§ **LISTED RECORDS**

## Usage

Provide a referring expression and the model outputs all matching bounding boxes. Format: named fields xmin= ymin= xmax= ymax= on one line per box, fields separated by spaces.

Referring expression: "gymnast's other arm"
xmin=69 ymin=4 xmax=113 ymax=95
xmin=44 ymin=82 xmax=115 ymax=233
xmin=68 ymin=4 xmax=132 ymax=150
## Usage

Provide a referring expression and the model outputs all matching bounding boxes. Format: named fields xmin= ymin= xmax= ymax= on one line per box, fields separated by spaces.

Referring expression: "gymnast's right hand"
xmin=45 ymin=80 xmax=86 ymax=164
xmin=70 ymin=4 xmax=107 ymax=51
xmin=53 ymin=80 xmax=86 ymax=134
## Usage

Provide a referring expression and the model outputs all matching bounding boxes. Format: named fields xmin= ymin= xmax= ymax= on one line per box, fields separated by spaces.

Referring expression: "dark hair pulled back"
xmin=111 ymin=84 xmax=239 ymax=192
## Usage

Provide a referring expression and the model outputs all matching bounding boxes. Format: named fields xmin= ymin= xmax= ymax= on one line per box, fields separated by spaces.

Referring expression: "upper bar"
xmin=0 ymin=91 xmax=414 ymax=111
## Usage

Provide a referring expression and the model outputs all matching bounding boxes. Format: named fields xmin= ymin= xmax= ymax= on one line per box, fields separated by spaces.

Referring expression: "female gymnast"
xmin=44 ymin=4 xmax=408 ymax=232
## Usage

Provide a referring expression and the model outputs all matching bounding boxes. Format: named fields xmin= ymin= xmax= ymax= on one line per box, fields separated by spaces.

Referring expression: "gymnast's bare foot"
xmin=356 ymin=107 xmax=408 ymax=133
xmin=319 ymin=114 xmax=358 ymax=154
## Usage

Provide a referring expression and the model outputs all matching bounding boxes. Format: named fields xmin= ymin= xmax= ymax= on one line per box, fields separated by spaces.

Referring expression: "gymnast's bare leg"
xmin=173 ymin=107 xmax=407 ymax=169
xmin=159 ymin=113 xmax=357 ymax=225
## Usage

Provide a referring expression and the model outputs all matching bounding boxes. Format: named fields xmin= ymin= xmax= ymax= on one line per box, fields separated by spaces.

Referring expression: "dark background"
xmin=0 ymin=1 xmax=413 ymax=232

§ **PROBLEM REQUIREMENTS**
Would you write out the listing above exactly, in full?

§ **TASK SOLUTION**
## Usage

Provide a referring expression and the model outputs all matching bounding boxes. Format: named fields xmin= ymin= xmax= ymax= on one line per box, fields separated by spaces.

Referring expression: "gymnast's other arm"
xmin=69 ymin=4 xmax=113 ymax=95
xmin=44 ymin=82 xmax=115 ymax=233
xmin=68 ymin=4 xmax=132 ymax=150
## Usage

Provide a referring expression and the model outputs all matching bounding boxes. Format: named fields xmin= ymin= xmax= ymax= on one line per box, fields separated by spaces.

Referring expression: "gymnast's right hand"
xmin=45 ymin=80 xmax=86 ymax=164
xmin=70 ymin=4 xmax=107 ymax=51
xmin=53 ymin=80 xmax=86 ymax=134
## Usage

Provide a referring expression and the model outputs all matching bounding boxes. Format: named fields xmin= ymin= xmax= ymax= on one line per box, fields separated by spaces.

Referring expression: "dark hair pulled back"
xmin=111 ymin=84 xmax=239 ymax=192
## Usage

Provide a referring expression and the model outputs all matching bounding boxes. Format: named fields xmin= ymin= xmax= ymax= on one line per box, fields separated by spaces.

Referring expression: "upper bar"
xmin=0 ymin=91 xmax=414 ymax=111
## Usage

Provide a referring expression and the model outputs all matching bounding boxes. Format: named fields xmin= ymin= xmax= ymax= on one line per box, fields separated by spaces.

Referring expression: "female gymnast"
xmin=44 ymin=4 xmax=408 ymax=232
## Usage

Provide a referring expression and the model outputs all matching bounding boxes. Format: named fields xmin= ymin= xmax= ymax= on one line per box, fields separated by spaces.

Referring expression: "gymnast's bare foot"
xmin=356 ymin=107 xmax=408 ymax=133
xmin=319 ymin=114 xmax=358 ymax=154
## Usage

Provide a referring expression and the model outputs all matching bounding boxes. Format: named fields xmin= ymin= xmax= ymax= on one line per box, fields separated by spaces.

Referring expression: "gymnast's bare leg"
xmin=173 ymin=107 xmax=407 ymax=169
xmin=159 ymin=113 xmax=357 ymax=225
## Usage

Provide a referring expression and the model outputs all matching bounding boxes. Format: named fields xmin= ymin= xmax= ymax= on one line per box, fields separated by spaces.

Referring expression: "dark background"
xmin=0 ymin=1 xmax=413 ymax=232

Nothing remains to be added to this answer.